▶ [Task description]: From the line containing "lid is? Semicolon-separated coordinates please — x1;y1;x2;y2." onward, retype each line of the entries below exactly, last line included.

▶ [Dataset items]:
————————

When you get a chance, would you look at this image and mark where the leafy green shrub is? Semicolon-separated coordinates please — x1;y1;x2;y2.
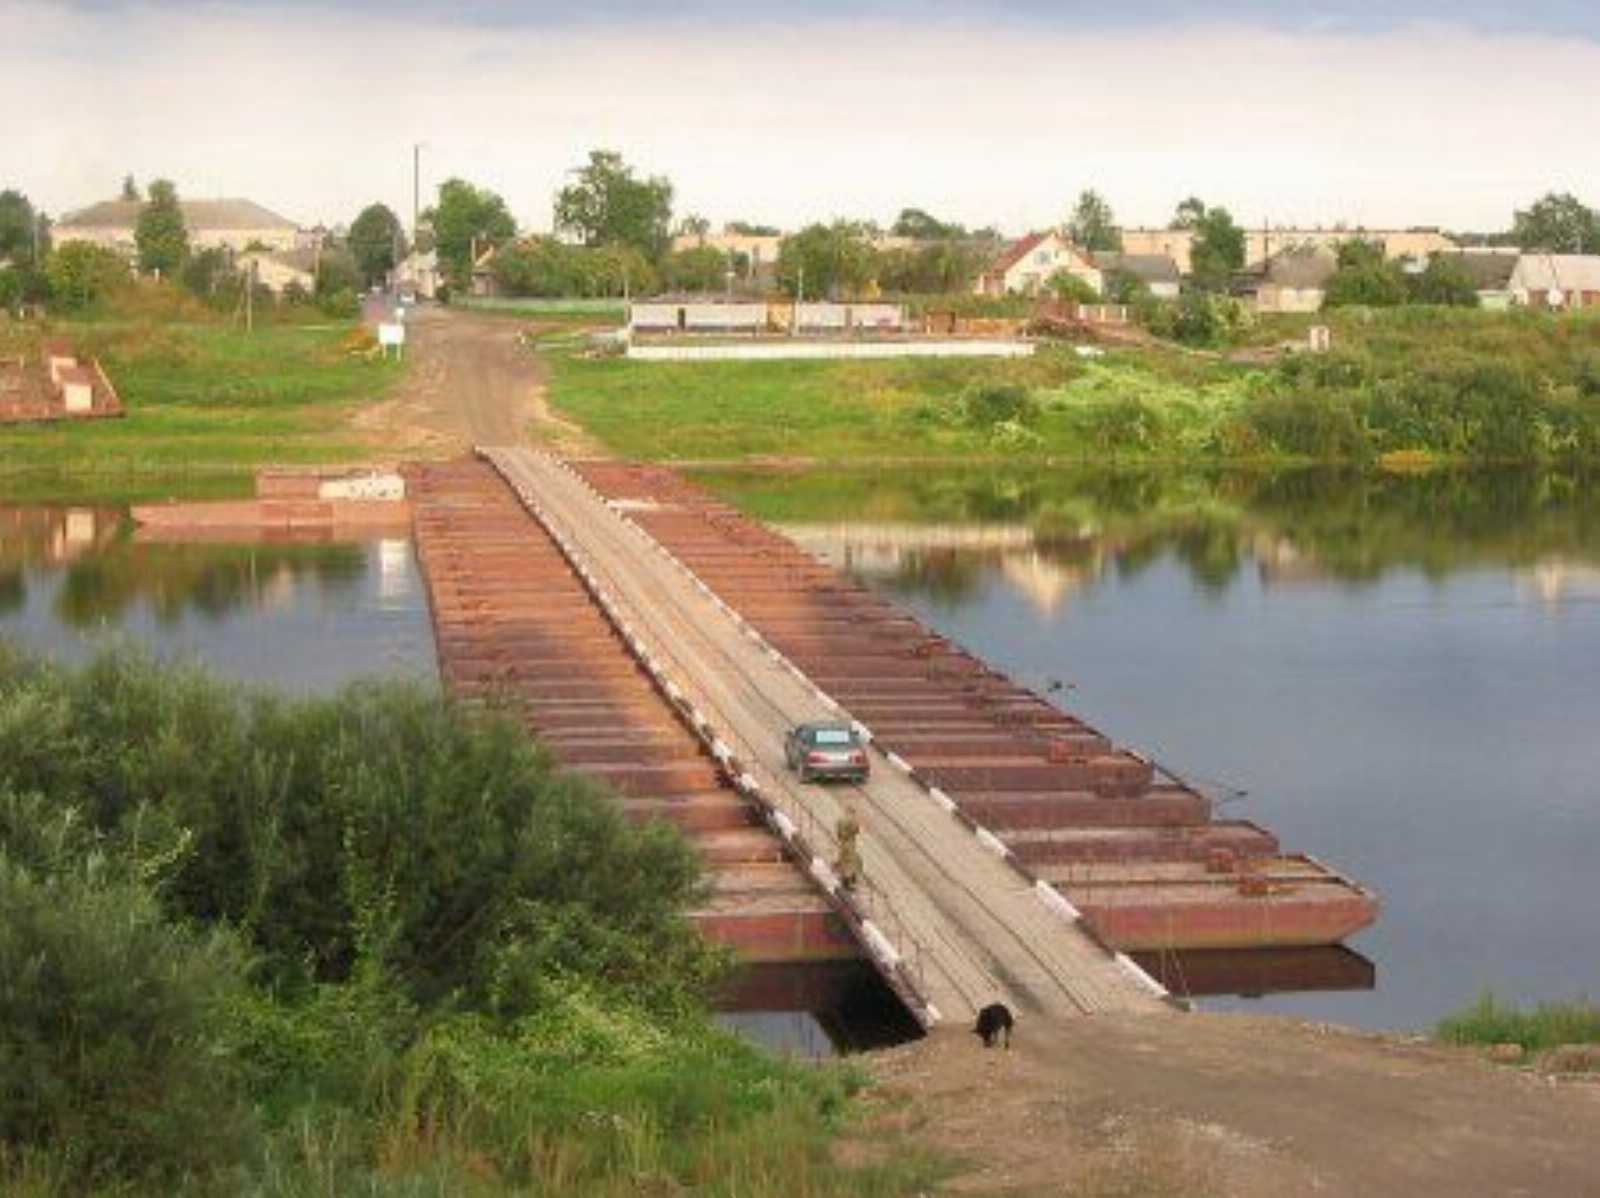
961;383;1039;428
1244;389;1368;459
0;798;253;1191
317;286;358;319
0;649;725;1016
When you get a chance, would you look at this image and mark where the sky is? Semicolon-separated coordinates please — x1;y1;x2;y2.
5;1;1600;237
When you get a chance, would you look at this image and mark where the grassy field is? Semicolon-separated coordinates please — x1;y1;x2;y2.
0;315;399;484
542;308;1600;465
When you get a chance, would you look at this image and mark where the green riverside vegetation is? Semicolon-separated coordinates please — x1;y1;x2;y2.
0;291;398;480
1437;994;1600;1054
0;646;945;1196
543;307;1600;465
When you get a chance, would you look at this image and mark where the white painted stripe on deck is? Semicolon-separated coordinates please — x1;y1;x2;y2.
1117;952;1171;998
1035;880;1082;921
975;827;1010;858
859;920;902;967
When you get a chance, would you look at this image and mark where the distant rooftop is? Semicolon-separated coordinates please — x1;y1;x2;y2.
58;198;299;231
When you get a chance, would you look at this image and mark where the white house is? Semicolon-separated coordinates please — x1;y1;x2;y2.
1506;254;1600;310
54;198;301;258
236;248;317;295
975;231;1102;297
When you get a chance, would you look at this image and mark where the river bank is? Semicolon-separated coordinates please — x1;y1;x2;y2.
540;306;1600;466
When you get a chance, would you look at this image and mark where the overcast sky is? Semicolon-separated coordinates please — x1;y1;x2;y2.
6;1;1599;236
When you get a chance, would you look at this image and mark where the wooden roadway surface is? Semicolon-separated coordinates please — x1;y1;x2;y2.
485;446;1166;1024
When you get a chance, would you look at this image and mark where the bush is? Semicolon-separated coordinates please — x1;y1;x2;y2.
0;648;725;1015
961;383;1040;429
317;286;358;319
0;796;253;1191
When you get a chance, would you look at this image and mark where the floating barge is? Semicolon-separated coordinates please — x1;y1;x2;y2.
560;460;1378;955
408;460;857;968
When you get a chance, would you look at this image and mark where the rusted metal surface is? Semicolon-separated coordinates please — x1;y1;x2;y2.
565;460;1378;955
409;460;855;965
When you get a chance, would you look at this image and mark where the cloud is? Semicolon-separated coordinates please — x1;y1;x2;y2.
5;2;1599;234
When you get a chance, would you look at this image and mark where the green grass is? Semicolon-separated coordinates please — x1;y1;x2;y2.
544;344;1150;461
541;308;1600;466
0;317;400;480
1437;993;1600;1053
453;296;627;320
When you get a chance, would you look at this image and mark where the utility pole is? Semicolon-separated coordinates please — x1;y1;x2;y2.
795;264;804;337
412;143;422;249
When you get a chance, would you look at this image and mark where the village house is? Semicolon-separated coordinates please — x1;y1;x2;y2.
1120;226;1457;275
235;247;317;295
1239;246;1339;313
393;249;441;300
1506;254;1600;310
974;231;1102;297
53;198;302;258
1431;251;1520;310
669;227;785;282
1089;252;1182;300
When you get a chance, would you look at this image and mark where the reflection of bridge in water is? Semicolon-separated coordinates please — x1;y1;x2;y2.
779;522;1103;615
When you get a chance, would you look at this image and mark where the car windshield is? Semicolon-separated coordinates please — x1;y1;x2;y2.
812;728;853;746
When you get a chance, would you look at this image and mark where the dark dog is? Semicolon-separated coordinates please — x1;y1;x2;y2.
972;1002;1014;1049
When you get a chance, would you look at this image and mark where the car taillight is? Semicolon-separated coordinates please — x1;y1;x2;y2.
850;751;866;764
806;751;828;764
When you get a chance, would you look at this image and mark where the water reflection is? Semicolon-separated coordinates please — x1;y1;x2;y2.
712;467;1600;613
0;504;435;694
697;465;1600;1030
0;506;367;627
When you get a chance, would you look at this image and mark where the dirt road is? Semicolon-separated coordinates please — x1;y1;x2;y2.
849;1015;1600;1195
348;305;599;457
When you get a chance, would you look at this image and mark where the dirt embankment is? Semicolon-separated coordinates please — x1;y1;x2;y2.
347;305;601;457
842;1012;1600;1196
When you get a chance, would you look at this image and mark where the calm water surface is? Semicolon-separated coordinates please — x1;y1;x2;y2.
0;505;436;691
696;466;1600;1032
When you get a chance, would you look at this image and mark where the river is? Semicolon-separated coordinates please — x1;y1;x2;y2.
692;465;1600;1032
4;467;1596;1034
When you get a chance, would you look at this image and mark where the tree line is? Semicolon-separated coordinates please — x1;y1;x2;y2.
5;159;1598;313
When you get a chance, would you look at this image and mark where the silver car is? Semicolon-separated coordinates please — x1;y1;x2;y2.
784;721;869;784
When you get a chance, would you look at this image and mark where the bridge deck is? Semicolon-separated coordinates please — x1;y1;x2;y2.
484;446;1165;1023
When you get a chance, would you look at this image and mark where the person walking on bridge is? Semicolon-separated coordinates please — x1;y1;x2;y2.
834;808;862;892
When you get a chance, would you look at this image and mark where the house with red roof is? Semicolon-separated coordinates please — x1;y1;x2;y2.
974;231;1103;298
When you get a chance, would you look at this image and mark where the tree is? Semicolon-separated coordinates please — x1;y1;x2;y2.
45;242;130;309
1067;190;1121;252
1048;270;1100;303
1170;196;1208;230
553;150;674;260
877;241;987;293
1186;202;1246;292
120;174;141;201
662;245;731;293
179;246;238;303
424;178;516;288
775;222;879;298
0;190;37;264
890;208;965;240
1103;268;1151;304
1409;254;1480;307
135;178;188;277
348;202;405;288
676;213;711;240
1323;241;1407;307
1510;192;1600;253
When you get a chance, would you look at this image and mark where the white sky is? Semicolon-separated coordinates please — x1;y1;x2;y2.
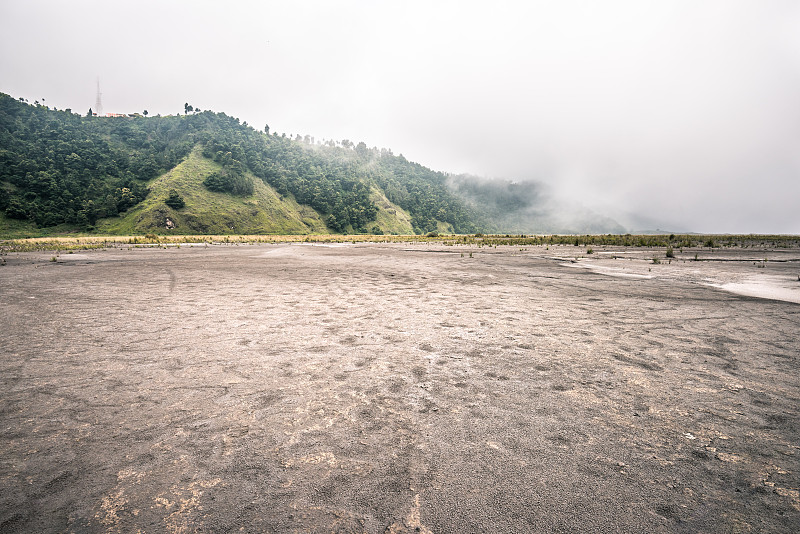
2;0;799;233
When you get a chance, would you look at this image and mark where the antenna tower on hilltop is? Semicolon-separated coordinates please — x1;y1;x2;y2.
95;77;103;116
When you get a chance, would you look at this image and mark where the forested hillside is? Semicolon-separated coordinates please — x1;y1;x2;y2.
0;93;483;235
447;174;626;235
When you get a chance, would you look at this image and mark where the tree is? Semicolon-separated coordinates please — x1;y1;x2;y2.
87;107;93;117
264;124;269;134
203;170;253;196
79;199;98;226
116;188;135;211
203;172;227;192
4;198;28;219
143;110;148;117
165;190;185;209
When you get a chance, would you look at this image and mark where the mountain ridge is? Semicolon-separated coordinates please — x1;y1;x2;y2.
0;93;624;236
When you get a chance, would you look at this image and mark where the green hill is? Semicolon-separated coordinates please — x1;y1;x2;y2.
0;92;483;236
1;92;628;236
96;146;328;235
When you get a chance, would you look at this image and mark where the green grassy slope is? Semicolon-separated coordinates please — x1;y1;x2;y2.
369;188;414;234
97;147;329;235
0;213;45;238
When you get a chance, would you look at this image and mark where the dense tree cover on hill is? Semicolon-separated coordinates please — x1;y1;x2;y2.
0;93;483;233
0;93;193;227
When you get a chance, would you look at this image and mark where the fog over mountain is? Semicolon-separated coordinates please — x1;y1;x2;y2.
2;1;798;233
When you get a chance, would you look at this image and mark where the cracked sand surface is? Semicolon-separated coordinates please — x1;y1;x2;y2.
1;242;798;532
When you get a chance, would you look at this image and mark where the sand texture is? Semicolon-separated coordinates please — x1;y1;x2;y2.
1;243;798;532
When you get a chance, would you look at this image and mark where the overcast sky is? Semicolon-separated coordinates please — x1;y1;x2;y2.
2;0;799;233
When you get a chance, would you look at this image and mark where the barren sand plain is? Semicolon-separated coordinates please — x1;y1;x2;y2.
1;242;799;533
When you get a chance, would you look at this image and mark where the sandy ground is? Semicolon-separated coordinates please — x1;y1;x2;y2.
1;242;798;533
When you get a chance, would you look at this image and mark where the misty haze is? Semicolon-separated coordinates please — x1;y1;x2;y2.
1;1;799;533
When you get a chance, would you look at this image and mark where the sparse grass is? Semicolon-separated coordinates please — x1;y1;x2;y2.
3;232;800;253
368;188;414;234
666;246;674;258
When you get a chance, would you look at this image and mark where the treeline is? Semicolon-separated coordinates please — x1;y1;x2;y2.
1;92;483;234
437;234;800;248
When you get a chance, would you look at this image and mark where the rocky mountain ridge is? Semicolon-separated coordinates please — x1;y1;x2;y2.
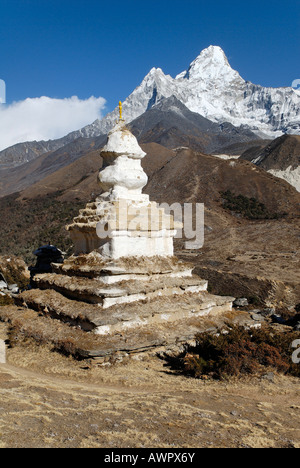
1;45;299;170
129;96;262;154
0;97;265;198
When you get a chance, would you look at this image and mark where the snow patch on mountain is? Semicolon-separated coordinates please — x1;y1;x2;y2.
268;166;300;192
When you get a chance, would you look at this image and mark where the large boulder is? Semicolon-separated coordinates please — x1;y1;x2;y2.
0;255;30;291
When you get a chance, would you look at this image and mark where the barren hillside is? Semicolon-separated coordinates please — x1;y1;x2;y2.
0;144;299;306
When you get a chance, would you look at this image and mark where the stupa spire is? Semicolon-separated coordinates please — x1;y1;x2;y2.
118;101;123;121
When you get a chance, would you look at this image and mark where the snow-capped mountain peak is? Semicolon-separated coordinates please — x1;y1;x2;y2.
141;66;173;92
176;45;241;83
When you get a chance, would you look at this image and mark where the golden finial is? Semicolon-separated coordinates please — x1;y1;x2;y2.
119;101;123;121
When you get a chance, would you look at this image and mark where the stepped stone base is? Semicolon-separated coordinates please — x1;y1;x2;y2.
18;287;233;335
0;304;246;360
5;251;235;358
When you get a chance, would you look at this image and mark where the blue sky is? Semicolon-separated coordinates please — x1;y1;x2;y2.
0;0;299;150
1;0;299;110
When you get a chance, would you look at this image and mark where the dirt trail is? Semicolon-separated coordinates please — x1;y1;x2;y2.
1;362;154;396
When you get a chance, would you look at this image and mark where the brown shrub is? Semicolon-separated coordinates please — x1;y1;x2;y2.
165;325;300;380
0;295;14;306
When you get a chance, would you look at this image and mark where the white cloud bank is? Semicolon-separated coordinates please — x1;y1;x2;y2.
0;95;106;151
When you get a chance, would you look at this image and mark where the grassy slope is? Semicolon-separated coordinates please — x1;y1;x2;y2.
0;192;84;264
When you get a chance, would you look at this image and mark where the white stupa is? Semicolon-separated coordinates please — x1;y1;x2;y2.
67;102;177;259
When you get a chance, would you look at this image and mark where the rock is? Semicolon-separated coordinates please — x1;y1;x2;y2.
0;280;7;290
233;298;248;307
0;256;30;288
249;322;262;330
293;322;300;331
261;372;275;382
250;312;264;322
7;284;19;294
261;307;275;317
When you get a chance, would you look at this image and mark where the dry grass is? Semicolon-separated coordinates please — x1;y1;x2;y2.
0;321;299;449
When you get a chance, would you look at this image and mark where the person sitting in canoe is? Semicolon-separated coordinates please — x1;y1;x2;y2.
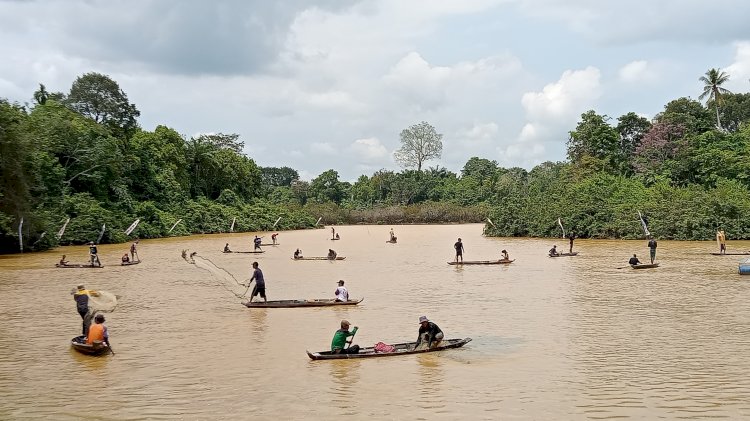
549;245;560;256
415;316;444;350
253;236;262;251
331;320;359;354
501;250;509;260
224;243;231;253
629;254;641;266
271;233;278;245
334;280;348;302
121;253;130;263
59;254;69;266
86;314;110;348
389;228;397;242
327;249;337;260
293;248;302;259
335;233;340;240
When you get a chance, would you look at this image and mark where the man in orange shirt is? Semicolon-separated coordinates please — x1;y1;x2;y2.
86;314;110;347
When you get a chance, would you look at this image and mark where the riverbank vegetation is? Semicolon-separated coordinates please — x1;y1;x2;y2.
1;69;749;252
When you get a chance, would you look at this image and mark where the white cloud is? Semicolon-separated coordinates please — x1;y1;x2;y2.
310;142;337;155
455;122;499;146
350;137;390;163
725;42;750;92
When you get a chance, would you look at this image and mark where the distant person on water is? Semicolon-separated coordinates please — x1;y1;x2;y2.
271;233;278;245
88;241;101;267
717;229;726;254
549;245;560;256
247;261;266;302
59;255;69;266
86;314;110;347
224;243;231;253
73;285;100;336
130;239;139;261
331;227;336;240
335;233;340;240
629;254;641;266
293;248;302;259
454;238;464;262
501;250;509;261
121;253;130;263
334;280;349;302
568;231;576;253
415;316;444;350
331;320;359;354
648;237;657;264
389;228;397;242
253;236;262;251
328;249;337;260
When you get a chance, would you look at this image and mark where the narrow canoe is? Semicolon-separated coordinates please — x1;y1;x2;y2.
330;238;341;241
447;259;514;265
223;250;265;254
244;298;363;308
71;336;109;356
307;337;472;360
292;256;346;260
631;263;659;269
55;264;104;268
386;240;397;244
710;252;750;256
549;252;578;257
121;260;141;266
260;243;279;246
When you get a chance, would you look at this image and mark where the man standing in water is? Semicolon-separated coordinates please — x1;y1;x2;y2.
247;261;266;302
648;237;658;264
73;284;100;335
454;238;464;262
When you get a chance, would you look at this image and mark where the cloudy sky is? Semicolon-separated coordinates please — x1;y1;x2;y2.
2;0;750;181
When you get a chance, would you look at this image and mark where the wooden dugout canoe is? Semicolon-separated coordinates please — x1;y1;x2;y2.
259;243;279;246
549;252;578;257
386;240;397;244
55;263;104;268
447;259;514;265
306;337;472;360
291;256;346;260
222;250;265;254
710;252;750;256
120;260;141;266
631;263;659;269
244;298;363;308
71;336;110;356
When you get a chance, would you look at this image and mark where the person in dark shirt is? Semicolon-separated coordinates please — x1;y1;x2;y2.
568;231;576;253
629;254;640;266
253;236;262;251
648;238;658;264
247;262;266;302
293;248;302;259
327;249;337;260
73;284;99;335
454;238;464;262
224;243;231;253
88;242;101;267
549;245;560;256
415;316;444;350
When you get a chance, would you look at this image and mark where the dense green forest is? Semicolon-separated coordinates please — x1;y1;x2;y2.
1;70;749;253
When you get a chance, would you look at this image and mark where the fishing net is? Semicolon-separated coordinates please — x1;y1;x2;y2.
181;250;250;299
89;291;118;313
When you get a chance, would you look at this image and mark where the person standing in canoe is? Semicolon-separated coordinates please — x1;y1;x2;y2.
253;236;262;251
629;254;641;266
88;241;101;267
549;245;560;257
247;262;267;303
271;233;278;245
334;280;349;302
73;284;100;336
454;238;464;263
568;231;576;254
86;314;110;348
331;227;336;240
716;229;726;254
130;239;139;262
648;237;657;264
415;316;444;350
331;320;359;354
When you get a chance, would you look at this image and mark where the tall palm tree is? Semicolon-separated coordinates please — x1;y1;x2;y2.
699;68;732;130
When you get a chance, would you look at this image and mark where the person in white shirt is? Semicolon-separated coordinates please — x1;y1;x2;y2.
334;280;348;302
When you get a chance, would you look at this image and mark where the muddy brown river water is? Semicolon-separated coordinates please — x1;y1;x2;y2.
1;224;749;420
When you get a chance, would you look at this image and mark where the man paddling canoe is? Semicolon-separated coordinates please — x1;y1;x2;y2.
331;320;359;354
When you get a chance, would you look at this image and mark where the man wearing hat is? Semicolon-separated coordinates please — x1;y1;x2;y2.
331;320;359;354
73;285;100;335
334;280;349;302
415;316;444;350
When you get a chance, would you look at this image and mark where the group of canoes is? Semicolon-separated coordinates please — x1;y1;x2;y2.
56;240;141;268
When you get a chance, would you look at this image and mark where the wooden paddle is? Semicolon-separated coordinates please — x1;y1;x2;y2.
345;329;358;349
107;340;115;356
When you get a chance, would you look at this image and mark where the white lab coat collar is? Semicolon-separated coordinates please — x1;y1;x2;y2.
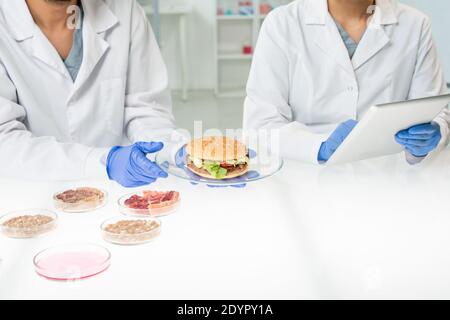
353;0;399;70
2;0;118;41
303;0;398;26
69;0;119;99
69;17;110;98
81;0;119;34
303;0;399;75
2;0;119;95
370;0;399;26
1;0;35;41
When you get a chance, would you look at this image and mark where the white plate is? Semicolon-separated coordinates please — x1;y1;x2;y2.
156;145;283;186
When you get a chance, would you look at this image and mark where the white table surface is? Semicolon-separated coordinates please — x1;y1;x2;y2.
1;149;450;300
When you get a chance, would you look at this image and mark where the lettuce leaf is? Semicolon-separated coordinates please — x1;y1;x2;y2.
203;162;228;179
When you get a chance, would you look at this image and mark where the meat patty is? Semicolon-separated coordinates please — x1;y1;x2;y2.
187;160;248;178
56;188;104;203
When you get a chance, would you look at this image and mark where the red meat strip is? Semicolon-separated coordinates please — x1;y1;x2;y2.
125;191;180;210
143;191;180;209
124;195;149;210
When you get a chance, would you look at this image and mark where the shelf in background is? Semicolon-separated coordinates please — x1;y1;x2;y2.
217;15;254;20
214;0;293;98
217;15;268;20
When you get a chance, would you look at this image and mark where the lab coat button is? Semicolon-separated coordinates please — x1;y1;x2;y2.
347;85;359;93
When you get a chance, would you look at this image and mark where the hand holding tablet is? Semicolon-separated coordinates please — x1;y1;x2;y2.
395;122;442;157
319;120;442;163
326;94;450;165
318;120;358;163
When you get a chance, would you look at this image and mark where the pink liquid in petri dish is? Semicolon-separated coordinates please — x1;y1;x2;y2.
34;245;111;280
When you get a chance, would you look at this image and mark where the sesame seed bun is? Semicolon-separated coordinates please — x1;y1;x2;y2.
186;136;248;161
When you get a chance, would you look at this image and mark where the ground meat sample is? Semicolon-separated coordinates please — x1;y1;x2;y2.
1;215;56;238
54;187;106;212
105;220;159;234
102;219;161;245
56;187;104;203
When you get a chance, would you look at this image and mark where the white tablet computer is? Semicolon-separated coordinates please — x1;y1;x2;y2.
327;93;450;165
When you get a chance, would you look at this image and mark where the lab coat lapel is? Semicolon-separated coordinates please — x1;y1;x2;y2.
352;0;398;70
311;23;356;77
304;0;355;77
351;27;390;70
69;0;118;97
2;0;70;78
31;32;71;78
71;22;110;94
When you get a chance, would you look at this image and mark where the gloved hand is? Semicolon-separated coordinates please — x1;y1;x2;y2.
395;122;442;157
318;120;358;163
107;142;168;188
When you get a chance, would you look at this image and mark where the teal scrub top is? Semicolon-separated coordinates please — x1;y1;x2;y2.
334;19;363;59
64;10;84;81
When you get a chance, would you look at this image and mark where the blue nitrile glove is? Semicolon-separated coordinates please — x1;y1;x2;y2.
318;120;358;163
395;122;442;157
107;142;168;188
173;146;259;188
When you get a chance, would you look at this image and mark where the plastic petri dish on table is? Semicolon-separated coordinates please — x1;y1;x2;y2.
53;187;107;213
33;244;111;281
118;191;180;217
101;216;161;245
0;209;57;239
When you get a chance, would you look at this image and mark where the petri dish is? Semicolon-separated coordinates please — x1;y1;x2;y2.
101;216;161;246
53;187;107;213
118;191;180;217
0;209;57;239
156;145;284;186
34;244;111;281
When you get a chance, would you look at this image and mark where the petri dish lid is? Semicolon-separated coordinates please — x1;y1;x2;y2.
156;145;283;186
53;187;108;213
0;209;57;239
118;191;180;218
33;244;111;281
101;216;162;246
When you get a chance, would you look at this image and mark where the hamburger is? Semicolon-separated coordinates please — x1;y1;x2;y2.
186;137;249;180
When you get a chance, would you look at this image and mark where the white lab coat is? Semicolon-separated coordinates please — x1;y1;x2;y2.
244;0;450;163
0;0;178;180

————————

▶ [Exercise answer]:
When you get a chance, would you look at this image and mark where the petri dish lid is? Semicolon-separated coordinates please — x1;y1;x2;y2.
156;145;283;186
53;187;108;213
0;209;57;239
118;191;180;218
33;244;111;281
101;216;162;246
When you get a chance, would you look at this image and mark where the hamburger is? Semicolon-separated coordinates please — x1;y1;x2;y2.
186;137;249;180
When you get a chance, would you look at this image and mark where the white lab coat is? Semicolon-separated coordinates please — x1;y1;x2;y2.
244;0;450;163
0;0;178;180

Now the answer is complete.